Objective ▸ Could you write out every line from the one containing "task: segment the distant mountain" through the end of the entries below, requests included, with each outline coordinate in the answers offset by -43?

--- begin Raw data ---

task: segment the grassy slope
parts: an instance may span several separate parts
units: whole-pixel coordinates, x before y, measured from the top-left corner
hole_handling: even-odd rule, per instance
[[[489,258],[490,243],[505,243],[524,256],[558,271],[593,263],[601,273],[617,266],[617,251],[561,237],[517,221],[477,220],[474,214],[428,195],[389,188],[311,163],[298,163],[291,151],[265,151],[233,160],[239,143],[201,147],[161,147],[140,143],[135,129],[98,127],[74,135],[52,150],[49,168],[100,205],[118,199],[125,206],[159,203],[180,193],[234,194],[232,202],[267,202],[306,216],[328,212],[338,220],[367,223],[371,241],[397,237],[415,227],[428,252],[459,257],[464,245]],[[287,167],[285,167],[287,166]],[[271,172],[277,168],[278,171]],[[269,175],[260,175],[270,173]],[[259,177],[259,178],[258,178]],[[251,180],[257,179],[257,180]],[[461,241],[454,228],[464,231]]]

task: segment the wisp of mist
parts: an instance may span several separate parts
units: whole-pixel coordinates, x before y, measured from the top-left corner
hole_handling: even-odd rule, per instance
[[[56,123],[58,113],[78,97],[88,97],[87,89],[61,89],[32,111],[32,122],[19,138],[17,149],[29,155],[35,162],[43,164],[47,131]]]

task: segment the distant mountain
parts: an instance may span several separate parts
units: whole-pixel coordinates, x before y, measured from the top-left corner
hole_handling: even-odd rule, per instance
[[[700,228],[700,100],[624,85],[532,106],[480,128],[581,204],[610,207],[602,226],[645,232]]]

--- end Raw data ---

Solution to the problem ▸
task: segment the distant mountain
parts: an instance may span several separate parts
units: whole-pixel coordinates, x before y, measured from the top-left corner
hole_handling: even-odd rule, per instance
[[[657,185],[657,57],[581,42],[489,63],[437,85],[538,161],[567,164],[559,183],[602,189]]]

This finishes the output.